• What is required: Copy out every one of the records below, word for word, leaving out the pictures.

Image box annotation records
>>>
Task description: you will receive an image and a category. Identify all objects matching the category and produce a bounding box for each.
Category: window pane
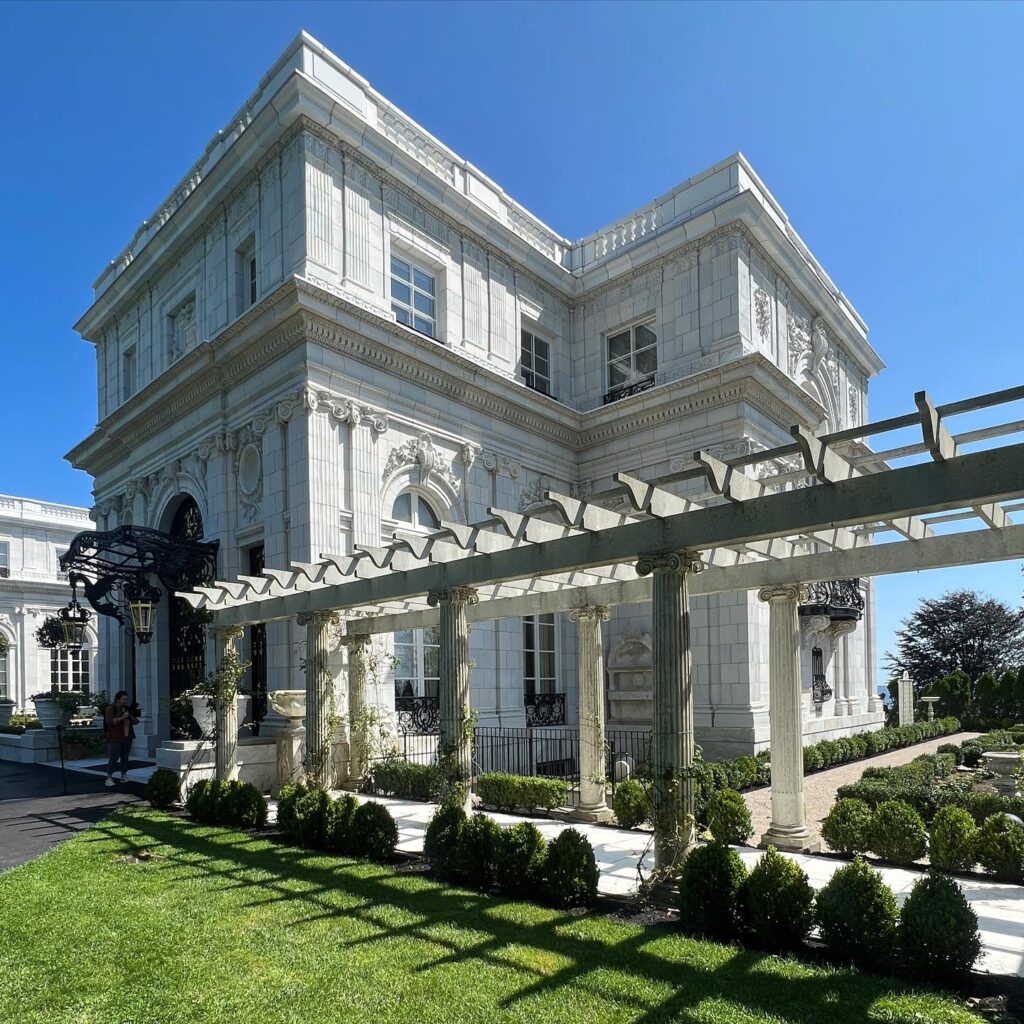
[608,331,630,359]
[636,324,657,348]
[391,490,413,522]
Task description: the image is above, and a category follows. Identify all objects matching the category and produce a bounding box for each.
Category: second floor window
[608,322,657,394]
[519,328,551,394]
[391,254,437,338]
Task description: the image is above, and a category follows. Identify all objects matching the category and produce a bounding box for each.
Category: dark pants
[106,739,131,775]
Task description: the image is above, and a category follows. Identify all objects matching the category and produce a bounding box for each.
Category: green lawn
[0,808,978,1024]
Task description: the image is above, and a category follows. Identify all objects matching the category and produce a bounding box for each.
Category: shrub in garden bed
[145,768,179,810]
[679,843,746,939]
[739,846,814,951]
[815,857,899,969]
[611,778,651,828]
[476,771,569,811]
[821,799,871,857]
[869,800,928,864]
[703,790,754,846]
[928,805,978,871]
[897,871,981,987]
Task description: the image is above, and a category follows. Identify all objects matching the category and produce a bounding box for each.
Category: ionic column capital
[569,604,611,623]
[637,551,708,575]
[427,587,480,608]
[758,583,808,604]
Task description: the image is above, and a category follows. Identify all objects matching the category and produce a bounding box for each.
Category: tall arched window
[391,490,440,710]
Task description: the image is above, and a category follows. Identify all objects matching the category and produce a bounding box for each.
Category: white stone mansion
[69,34,882,756]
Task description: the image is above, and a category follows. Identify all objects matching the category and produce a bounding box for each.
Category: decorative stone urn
[982,751,1021,797]
[267,690,306,795]
[33,697,72,729]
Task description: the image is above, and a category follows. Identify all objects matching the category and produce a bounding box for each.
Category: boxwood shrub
[476,771,569,811]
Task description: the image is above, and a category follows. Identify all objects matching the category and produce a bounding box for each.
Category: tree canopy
[886,590,1024,690]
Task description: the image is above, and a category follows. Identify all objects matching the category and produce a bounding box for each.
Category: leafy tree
[886,590,1024,691]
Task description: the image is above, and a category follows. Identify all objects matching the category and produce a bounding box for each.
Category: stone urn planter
[981,751,1021,797]
[32,697,72,729]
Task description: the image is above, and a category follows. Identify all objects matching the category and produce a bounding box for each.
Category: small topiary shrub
[898,871,981,986]
[278,782,309,836]
[476,771,569,811]
[325,793,359,853]
[217,779,267,828]
[739,846,814,951]
[611,778,651,828]
[288,790,331,850]
[705,790,754,846]
[816,857,899,968]
[978,814,1024,885]
[544,828,597,907]
[352,800,398,860]
[145,768,178,810]
[495,821,548,897]
[454,814,504,892]
[928,806,978,871]
[821,799,871,857]
[423,804,467,879]
[679,843,746,939]
[869,800,928,864]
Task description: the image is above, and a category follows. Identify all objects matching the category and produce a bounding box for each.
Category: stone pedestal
[569,605,614,821]
[299,611,338,790]
[427,587,479,811]
[637,553,703,867]
[758,585,816,851]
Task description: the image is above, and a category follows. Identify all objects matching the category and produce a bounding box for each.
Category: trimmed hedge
[476,771,569,811]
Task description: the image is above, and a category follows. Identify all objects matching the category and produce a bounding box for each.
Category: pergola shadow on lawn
[68,814,970,1024]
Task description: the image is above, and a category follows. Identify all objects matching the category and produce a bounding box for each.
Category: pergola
[181,386,1024,864]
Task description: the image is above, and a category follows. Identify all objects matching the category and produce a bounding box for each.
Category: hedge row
[679,843,981,986]
[423,804,598,907]
[278,782,398,860]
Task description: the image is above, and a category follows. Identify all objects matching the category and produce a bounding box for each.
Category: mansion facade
[69,34,883,757]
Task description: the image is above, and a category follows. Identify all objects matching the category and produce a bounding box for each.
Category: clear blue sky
[0,3,1024,675]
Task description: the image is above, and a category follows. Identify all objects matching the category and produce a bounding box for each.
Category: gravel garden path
[743,732,980,840]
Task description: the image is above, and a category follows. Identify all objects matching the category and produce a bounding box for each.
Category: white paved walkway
[329,795,1024,975]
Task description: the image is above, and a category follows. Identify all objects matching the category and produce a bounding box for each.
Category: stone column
[299,611,338,790]
[637,552,705,867]
[569,604,612,821]
[341,633,371,790]
[758,584,811,850]
[213,626,243,781]
[427,587,479,811]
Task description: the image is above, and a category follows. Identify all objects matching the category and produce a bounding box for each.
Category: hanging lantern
[57,591,89,650]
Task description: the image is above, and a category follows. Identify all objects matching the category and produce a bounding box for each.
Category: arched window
[391,490,441,529]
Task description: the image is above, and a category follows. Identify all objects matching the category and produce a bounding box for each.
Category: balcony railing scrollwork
[523,693,565,728]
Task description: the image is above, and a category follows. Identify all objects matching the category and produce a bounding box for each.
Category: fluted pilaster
[213,626,243,781]
[427,587,479,808]
[637,552,705,867]
[758,584,811,850]
[298,611,339,788]
[569,605,611,821]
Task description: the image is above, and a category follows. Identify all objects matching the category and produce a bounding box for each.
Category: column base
[565,807,615,822]
[758,824,821,853]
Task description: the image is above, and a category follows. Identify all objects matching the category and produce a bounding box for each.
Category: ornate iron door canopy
[60,526,219,639]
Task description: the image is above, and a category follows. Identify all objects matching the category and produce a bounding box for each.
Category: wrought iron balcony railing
[394,696,441,736]
[800,580,864,622]
[523,693,565,728]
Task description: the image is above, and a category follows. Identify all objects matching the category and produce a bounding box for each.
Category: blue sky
[0,3,1024,679]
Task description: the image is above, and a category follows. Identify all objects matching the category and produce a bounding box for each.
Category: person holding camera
[103,690,139,785]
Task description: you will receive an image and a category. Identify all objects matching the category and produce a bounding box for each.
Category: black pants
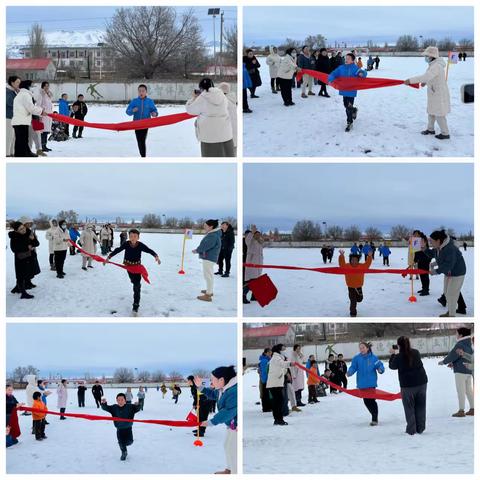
<<<
• Response:
Task description: you will receive an image and a category. Identify all objects matching the category and produce a bounding box for each.
Category: window pane
[608,331,630,359]
[636,324,657,348]
[391,490,413,522]
Task description: the image is above, and a category follows. Identify all objects matching the category and produce a bounding box for each.
Category: second floor window
[608,322,657,394]
[519,328,551,394]
[391,254,437,338]
Task description: the image is above, and a category follows. Identify all objects matching the category and produce a bounding box for each.
Category: dark pants
[106,739,131,775]
Task description: the image is above, and a category follows. Identify all objects matching the category and produce a bounding box for each.
Category: green lawn
[0,808,978,1024]
Task description: the image is above, and a category follows. Identify all objects matching the category and produce a bounding box for each.
Category: shrub in garden bed
[145,768,179,810]
[679,843,746,939]
[739,846,814,951]
[815,857,899,969]
[611,778,651,828]
[476,771,569,811]
[821,799,871,857]
[869,800,928,864]
[703,790,754,846]
[928,805,978,871]
[897,871,981,987]
Task description: the image is above, and a category follows. Identify all objects matching the category and produce a bounding box for each.
Category: ionic column capital
[569,604,611,623]
[637,551,708,575]
[427,587,480,608]
[758,583,808,604]
Task description: the image is above, and a category follows. Identify all objects matching the category and produce a bounding box for each.
Category: tall arched window
[391,490,440,710]
Task description: the image is above, and a category follows. Identify all objects matching the category and produce a bounding box for each.
Category: white stone mansion
[69,34,882,756]
Task description: the image is above, and a category follows. Identify all objects matching the category and produce a bounding box for each.
Category: decorative stone urn
[982,751,1021,797]
[267,690,306,795]
[33,697,72,729]
Task description: the image is above, and a category follows. Identify all objects matching the category and produce a bounding box for each.
Category: boxwood shrub
[476,771,569,811]
Task description: the image is above, and a category follows. Identify all objects matching the category and produce a bounding box for each.
Category: tree canopy
[886,590,1024,690]
Task description: the image is above, and a category follows. Identify all objects matching the category and produce a bounding box for each.
Category: leafy tree
[886,590,1024,691]
Task description: the image is above, and a category follows. Identify all objects matching the category and produce a bounding box for each.
Category: stone urn planter
[981,751,1021,797]
[32,697,72,729]
Task description: the image is above, and a category follows. Identify all objects matching the category and produce a bounding box for each.
Category: small topiary shrub
[898,871,981,986]
[278,782,309,836]
[476,771,569,811]
[325,793,359,853]
[217,779,267,828]
[739,846,814,951]
[611,778,651,828]
[288,790,331,850]
[705,790,754,846]
[816,857,899,968]
[978,814,1024,885]
[544,828,597,907]
[352,800,398,860]
[145,768,178,810]
[495,821,548,897]
[454,814,504,892]
[928,806,978,871]
[821,799,871,857]
[423,804,467,879]
[679,843,746,939]
[869,800,928,864]
Task description: the image is above, and a category follows. Identify all objects matching the category and produce a bounding box for each.
Category: stone pedestal
[569,605,614,821]
[299,611,338,790]
[427,587,479,811]
[637,553,703,867]
[758,585,816,851]
Task description: the image is above, and a category follows. Identify all objects matching the category and produce a bounding box for each.
Category: trimmed hedge
[476,771,569,811]
Task description: the image is above, and a category follows. Identify all objects matching the category and produce a bounding box for each.
Category: pergola shadow on lawn
[68,814,970,1024]
Task description: the image is above, and a category follows. Identify all objects matching the category and produce a bounding box for each.
Category: pergola
[181,386,1024,864]
Task description: the image is above, and a category follows. Identify all objects matching the category and produce a bounding box for each.
Category: hedge row
[679,843,981,986]
[423,804,598,907]
[278,782,398,860]
Task description: the image is above, and a category follows. Identify all objects matching the category and produce a bounding box for each.
Category: mansion facade
[69,34,883,757]
Task description: the image is above, and a category follows. Identify all objects matching the category and produce a bounding box for each.
Category: clear blue sky
[0,3,1024,675]
Task description: the image is above, and a category follows. Identify all objects matching the category and produce a bounding box for each.
Category: gravel garden path
[743,732,980,840]
Task description: the image is above, and a category follows. Identify all objects matching the category and produce a bounding box for each.
Category: white paved walkway
[329,795,1024,975]
Task description: the image is above, and a category follows. Identify all objects matching the category and produce a bounding box for each.
Category: stone column
[299,611,338,790]
[637,552,705,867]
[569,604,612,821]
[341,633,371,790]
[758,584,811,850]
[213,626,243,781]
[427,587,479,811]
Task description: the image is above, and a category follows. Identify all objects matching the category and produce a bounding box for each.
Category: hanging lantern
[57,591,89,650]
Task description: the image is above, and a category follows. Identify all objects matching the category and produce a bounding box for each.
Category: arched window
[391,490,441,529]
Task description: the image is above, and a category follows. Identify all objects matching the category and produce a bounding box for each.
Category: balcony railing scrollwork
[523,693,565,728]
Task description: the image is above, and a category follows. Identify all objects matching the category and produce a bounding box for each.
Category: fluted pilaster
[213,626,243,781]
[427,587,479,808]
[637,552,705,867]
[758,584,811,850]
[298,611,339,788]
[569,605,611,821]
Task description: the image is above, and a category follows. Identify all objects matching the category and produce a bounding box for each.
Category: column base
[565,807,615,822]
[758,824,821,853]
Task description: the image is above, and a category follows. Identify all objects matching the category and produce a bounding box for each.
Category: ornate iron door canopy
[60,526,219,639]
Task description: the image is above, and a category follows. Identify all objects matching the category and produce a bounding box for each.
Category: wrought iron balcony railing
[394,696,441,736]
[800,580,864,622]
[523,693,565,728]
Task description: the image is above, and a category follows. Identify all objects matching the category and produce a bounding box for each.
Category: blue sky
[0,3,1024,679]
Task description: the image is above, and a category follows. Identify all objects matching the category and produce a bounding box for each.
Category: person holding camera
[103,690,139,785]
Task description: you will receive an image and a category. Identify all objects matching the category and produce a bounding box for each.
Category: black pants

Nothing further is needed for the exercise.